Was gebraucht wird ::
Gib den Abschnitt, der mit der Zeile beginnt, die „Where can the green“ enthält, und mit der Zeile endet, die „column 404, row 345“ enthält, erneut wieder und ändere dabei „green jersey“ zu „green shirt“. Alles andere bleibt unverändert.

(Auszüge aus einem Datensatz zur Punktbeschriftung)
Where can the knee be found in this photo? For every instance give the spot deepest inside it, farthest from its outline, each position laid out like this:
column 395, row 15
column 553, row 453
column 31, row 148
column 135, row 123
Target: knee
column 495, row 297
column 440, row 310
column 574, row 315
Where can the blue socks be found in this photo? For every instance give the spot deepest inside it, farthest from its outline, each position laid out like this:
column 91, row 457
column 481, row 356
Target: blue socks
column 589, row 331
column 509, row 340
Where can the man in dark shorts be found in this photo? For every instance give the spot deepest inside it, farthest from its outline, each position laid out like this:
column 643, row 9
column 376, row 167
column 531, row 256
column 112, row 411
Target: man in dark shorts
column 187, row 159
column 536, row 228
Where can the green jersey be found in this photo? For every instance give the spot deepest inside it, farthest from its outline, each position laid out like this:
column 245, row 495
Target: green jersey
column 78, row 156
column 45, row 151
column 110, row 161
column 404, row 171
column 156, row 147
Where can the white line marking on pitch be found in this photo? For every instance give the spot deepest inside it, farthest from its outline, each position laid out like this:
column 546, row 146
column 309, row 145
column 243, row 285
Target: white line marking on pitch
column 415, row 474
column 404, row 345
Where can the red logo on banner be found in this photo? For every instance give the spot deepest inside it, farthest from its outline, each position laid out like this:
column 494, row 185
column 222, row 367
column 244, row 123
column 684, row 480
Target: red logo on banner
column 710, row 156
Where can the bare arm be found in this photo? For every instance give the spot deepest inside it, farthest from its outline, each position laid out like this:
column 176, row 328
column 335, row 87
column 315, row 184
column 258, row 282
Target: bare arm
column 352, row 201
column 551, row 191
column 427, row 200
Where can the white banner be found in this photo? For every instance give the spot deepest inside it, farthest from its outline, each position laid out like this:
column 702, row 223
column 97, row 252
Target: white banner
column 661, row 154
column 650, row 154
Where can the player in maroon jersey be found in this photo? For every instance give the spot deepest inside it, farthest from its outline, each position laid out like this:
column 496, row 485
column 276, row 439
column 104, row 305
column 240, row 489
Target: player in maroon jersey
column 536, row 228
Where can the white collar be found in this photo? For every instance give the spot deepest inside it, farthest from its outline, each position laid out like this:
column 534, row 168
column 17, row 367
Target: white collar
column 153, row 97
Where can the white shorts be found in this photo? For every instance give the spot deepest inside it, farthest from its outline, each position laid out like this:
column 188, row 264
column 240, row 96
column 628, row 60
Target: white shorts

Ergebnis der Aufgabe ::
Where can the green shirt be found in this photo? For every instance give the spot deepest inside it, farthest from its outline, each position laid out like this:
column 245, row 495
Target: green shirt
column 78, row 156
column 45, row 151
column 110, row 161
column 404, row 171
column 156, row 147
Where can the white line marking on pitch be found in this photo? For every instance give the spot deepest inside it, farthest from its outline, each position laid out like this:
column 546, row 146
column 309, row 145
column 243, row 285
Target: white line marking on pitch
column 415, row 474
column 404, row 345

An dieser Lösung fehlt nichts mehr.